## WORK INSTRUCTIONS
1. State whether each statement below agrees with the data collection overview: (a) the first step in conducting research is collecting data; (b) placebo is among the new terms to be defined; (c) one research question asks about mercury content in swordfish in the Pacific Ocean. For each, answer yes or no and quote the deciding words of the text.
2. In the data collection overview, change "swordfish" to "tuna" in the passage that begins at the words "3.2.1 Populations and" and stops after "Duke undergraduate students?", and write out that passage.

## TEXT SHOWN
* * *
3 Overview of Data Collection Principles

3.1 Objectives

Define and use properly in context all new terminology, to include: population, sample, anecdotal evidence, bias, simple random sample, systematic sample, non-response bias, representative sample, convenience sample, explanatory variable, response variable, observational study, cohort, experiment, randomized experiment, and placebo.
From a description of a research project, be able to describe the population of interest, the generalizability of the study, the explanatory and response variables, whether it is observational or experimental, and determine the type of sample.
In the context of a problem, explain how to conduct a sample for the different types of sampling procedures.

3.2 Overview of data collection principles

The first step in conducting research is to identify topics or questions that are to be investigated. A clearly laid out research question is helpful in identifying what subjects or cases should be studied and what variables are important. It is also important to consider how data are collected so that they are reliable and help achieve the research goals.

3.2.1 Populations and samples

Consider the following three research questions:

What is the average mercury content in swordfish in the Atlantic Ocean?
Over the last 5 years, what is the average time to complete a degree for Duke undergraduate students?
Does a new drug reduce the number of deaths in patients with severe heart disease?
* * *
## SOURCE MATERIAL
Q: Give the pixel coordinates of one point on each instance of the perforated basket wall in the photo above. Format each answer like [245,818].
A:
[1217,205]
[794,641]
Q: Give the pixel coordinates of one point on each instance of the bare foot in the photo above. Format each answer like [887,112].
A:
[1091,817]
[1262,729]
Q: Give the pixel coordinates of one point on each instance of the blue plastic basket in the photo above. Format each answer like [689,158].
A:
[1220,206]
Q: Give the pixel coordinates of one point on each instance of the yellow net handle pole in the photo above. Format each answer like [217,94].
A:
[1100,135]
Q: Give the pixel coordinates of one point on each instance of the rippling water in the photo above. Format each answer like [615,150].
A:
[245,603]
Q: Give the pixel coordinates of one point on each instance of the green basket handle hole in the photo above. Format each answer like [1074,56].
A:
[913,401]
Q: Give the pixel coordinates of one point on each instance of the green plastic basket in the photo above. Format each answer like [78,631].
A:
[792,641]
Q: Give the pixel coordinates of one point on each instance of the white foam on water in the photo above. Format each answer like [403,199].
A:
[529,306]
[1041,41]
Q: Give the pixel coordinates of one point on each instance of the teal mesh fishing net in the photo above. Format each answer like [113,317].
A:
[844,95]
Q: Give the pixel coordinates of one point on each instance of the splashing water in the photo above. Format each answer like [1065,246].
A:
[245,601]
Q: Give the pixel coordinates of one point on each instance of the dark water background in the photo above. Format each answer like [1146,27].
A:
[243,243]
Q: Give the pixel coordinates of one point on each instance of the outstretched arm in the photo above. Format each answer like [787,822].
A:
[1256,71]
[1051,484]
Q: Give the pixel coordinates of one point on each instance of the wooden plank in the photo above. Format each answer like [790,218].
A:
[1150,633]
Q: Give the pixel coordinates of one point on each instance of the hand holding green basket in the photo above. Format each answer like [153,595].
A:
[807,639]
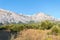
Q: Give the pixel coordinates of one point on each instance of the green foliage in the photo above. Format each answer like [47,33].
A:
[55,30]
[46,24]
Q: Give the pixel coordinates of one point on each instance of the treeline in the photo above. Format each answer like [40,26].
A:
* * *
## LIST OF SOLUTIONS
1.
(a) No: "The first step in conducting research is to identify topics or questions that are to be investigated."
(b) Yes: "randomized experiment, and placebo"
(c) No: "What is the average mercury content in swordfish in the Atlantic Ocean?"

2.
3.2.1 Populations and samples

Consider the following three research questions:

What is the average mercury content in tuna in the Atlantic Ocean?
Over the last 5 years, what is the average time to complete a degree for Duke undergraduate students?